◆ **INSTRUCTIONS FOR THE TASK**
Reproduce every item below word for word, leaving out the pictures.

Items from a dataset
━━━━━━━━
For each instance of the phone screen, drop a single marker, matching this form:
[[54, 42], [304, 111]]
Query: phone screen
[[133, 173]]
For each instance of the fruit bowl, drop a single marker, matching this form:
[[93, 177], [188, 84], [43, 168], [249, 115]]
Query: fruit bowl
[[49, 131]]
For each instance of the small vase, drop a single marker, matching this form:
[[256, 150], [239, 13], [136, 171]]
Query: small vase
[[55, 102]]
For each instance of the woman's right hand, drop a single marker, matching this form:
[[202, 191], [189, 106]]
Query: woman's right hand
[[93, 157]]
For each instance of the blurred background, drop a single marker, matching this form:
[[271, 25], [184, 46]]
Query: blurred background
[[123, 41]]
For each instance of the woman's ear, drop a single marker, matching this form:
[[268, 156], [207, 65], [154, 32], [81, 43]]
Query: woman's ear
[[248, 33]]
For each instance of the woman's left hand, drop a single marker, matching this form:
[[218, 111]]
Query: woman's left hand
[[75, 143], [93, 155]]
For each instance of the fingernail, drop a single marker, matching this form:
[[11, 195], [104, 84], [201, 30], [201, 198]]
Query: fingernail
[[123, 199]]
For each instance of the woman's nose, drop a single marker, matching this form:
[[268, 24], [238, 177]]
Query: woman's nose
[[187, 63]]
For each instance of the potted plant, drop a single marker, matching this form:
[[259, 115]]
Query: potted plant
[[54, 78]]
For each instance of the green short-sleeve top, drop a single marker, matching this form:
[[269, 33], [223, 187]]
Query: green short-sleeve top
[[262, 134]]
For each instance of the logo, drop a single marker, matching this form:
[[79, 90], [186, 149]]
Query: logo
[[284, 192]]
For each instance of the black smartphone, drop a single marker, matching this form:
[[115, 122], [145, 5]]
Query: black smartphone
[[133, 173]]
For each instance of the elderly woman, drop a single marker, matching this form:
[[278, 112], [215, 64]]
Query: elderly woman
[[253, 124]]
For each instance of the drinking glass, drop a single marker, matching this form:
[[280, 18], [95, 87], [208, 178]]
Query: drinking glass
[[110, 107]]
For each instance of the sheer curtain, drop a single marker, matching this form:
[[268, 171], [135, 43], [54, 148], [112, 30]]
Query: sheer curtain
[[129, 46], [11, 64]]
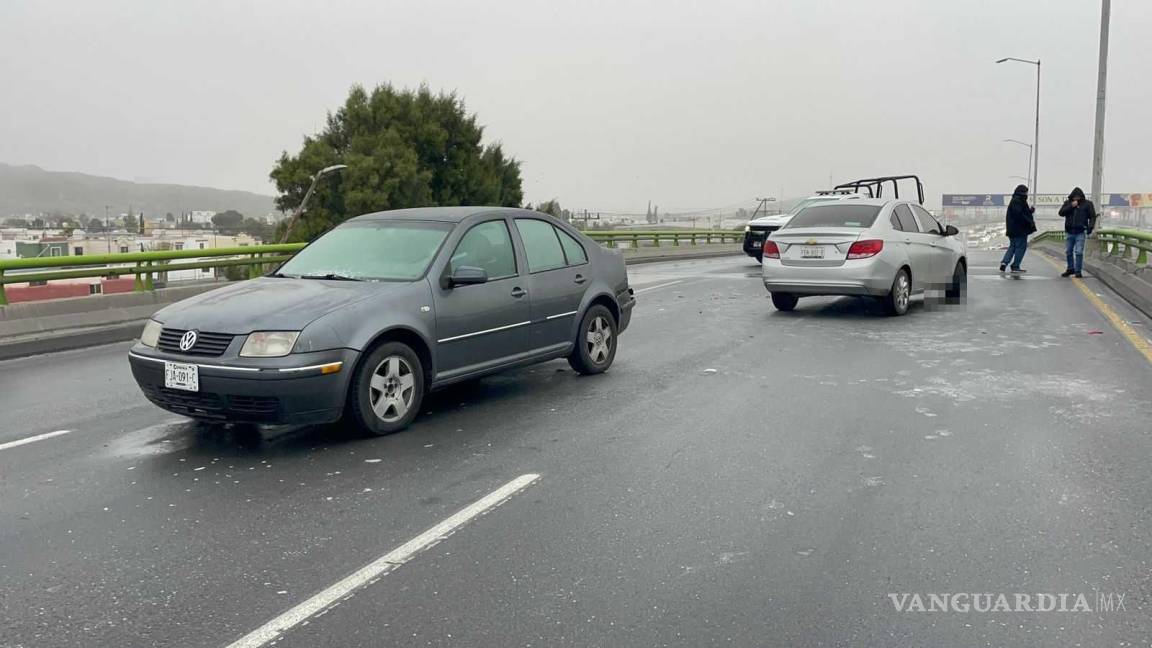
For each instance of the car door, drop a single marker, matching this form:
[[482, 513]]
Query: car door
[[482, 325], [917, 245], [944, 253], [559, 277]]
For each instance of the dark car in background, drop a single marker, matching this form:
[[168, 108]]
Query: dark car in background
[[383, 309]]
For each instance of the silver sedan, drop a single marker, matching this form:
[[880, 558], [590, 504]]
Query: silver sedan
[[880, 248]]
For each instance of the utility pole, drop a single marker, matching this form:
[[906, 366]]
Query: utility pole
[[1101, 84]]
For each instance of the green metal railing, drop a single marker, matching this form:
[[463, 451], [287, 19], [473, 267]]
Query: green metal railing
[[1121, 243], [141, 265], [144, 266], [675, 236]]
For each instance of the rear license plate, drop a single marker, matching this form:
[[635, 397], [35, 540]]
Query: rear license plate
[[177, 376]]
━━━━━━━━
◆ **WORKED ANSWER**
For each instance of the phone screen, drop a single marker, matching this form:
[[54, 42], [304, 111]]
Query: phone screen
[[133, 173]]
For each instance of the fruit bowl, drop a single marker, matching this form:
[[93, 177], [188, 84], [43, 168], [249, 115]]
Query: fruit bowl
[[49, 131]]
For each instance of the small vase, drop a single marker, matching this form:
[[256, 150], [239, 13], [136, 171]]
Query: small vase
[[55, 102]]
For each instance of the woman's right hand, drop a single marker, matching this form:
[[202, 191], [189, 106]]
Query: woman's right hand
[[93, 157]]
For each instance of the blurred background, drop a single marker, matching this form:
[[271, 25], [184, 46]]
Query: blurred background
[[123, 41]]
For each instance of the woman's ear, drop a single marker, matching this form:
[[268, 156], [207, 65], [154, 32], [81, 43]]
Query: woman's ear
[[248, 33]]
For each instance of the woman's left hand, drop a single marker, matching this form:
[[218, 111]]
Query: woman's left hand
[[75, 143], [93, 155]]
For each instance of the fingernail, drop a single marker, matching this form:
[[11, 195], [104, 84], [201, 30], [201, 198]]
Query: fingernail
[[123, 199]]
For each instance of the woman's nose, drop a single marker, matching this form:
[[268, 24], [238, 177]]
Query: woman's nose
[[187, 63]]
For each instance of the potted plant, drop a single marker, matching this form:
[[259, 115]]
Query: potted plant
[[54, 78]]
For each instance of the green short-sleeve top, drop a single marker, matching this form:
[[269, 33], [223, 187]]
Query: green short-sleeve top
[[262, 134]]
For each instance of the logo, drop a single marker, matching this form:
[[79, 90], [186, 149]]
Query: logo
[[284, 192]]
For each instance of the black smartphone, drop a single marker, matching this form:
[[115, 122], [145, 5]]
Query: black smartphone
[[133, 173]]
For each instance of the elderly woman, drop a single marker, matching this form:
[[278, 112], [215, 64]]
Query: elderly woman
[[253, 124]]
For each instance of the drinking glass, drop a single marker, matching this form:
[[280, 18], [95, 87], [208, 178]]
Query: drinking glass
[[110, 107]]
For each instance of the sheer curtain, drop a single marker, matching this form:
[[268, 171], [135, 43], [54, 148], [112, 30]]
Query: sheer curtain
[[129, 46], [11, 64]]
For each instance of the car door, drop a single marker, matching this form:
[[482, 513]]
Query: car door
[[482, 325], [917, 245], [944, 253], [559, 277]]
For each instance of the dark car in background, drop a single marker, matching this form:
[[168, 108]]
Query: dark car in background
[[383, 309]]
For each instance of the silver sedan, drop a single marker, matching this form:
[[880, 558], [590, 504]]
Query: silver sedan
[[880, 248]]
For each instance of the utility pole, drop a single marker, matching this form:
[[906, 366]]
Query: utility pole
[[1101, 84]]
For each instance of the green metal railing, drop a single marker, matching this form:
[[463, 451], [287, 19], [473, 267]]
Query: green metal railing
[[1121, 243], [141, 265], [144, 266], [675, 236]]
For each instance of the rear license plate, drop a single marker, matching this form:
[[635, 397], [35, 540]]
Query: rear license plate
[[177, 376]]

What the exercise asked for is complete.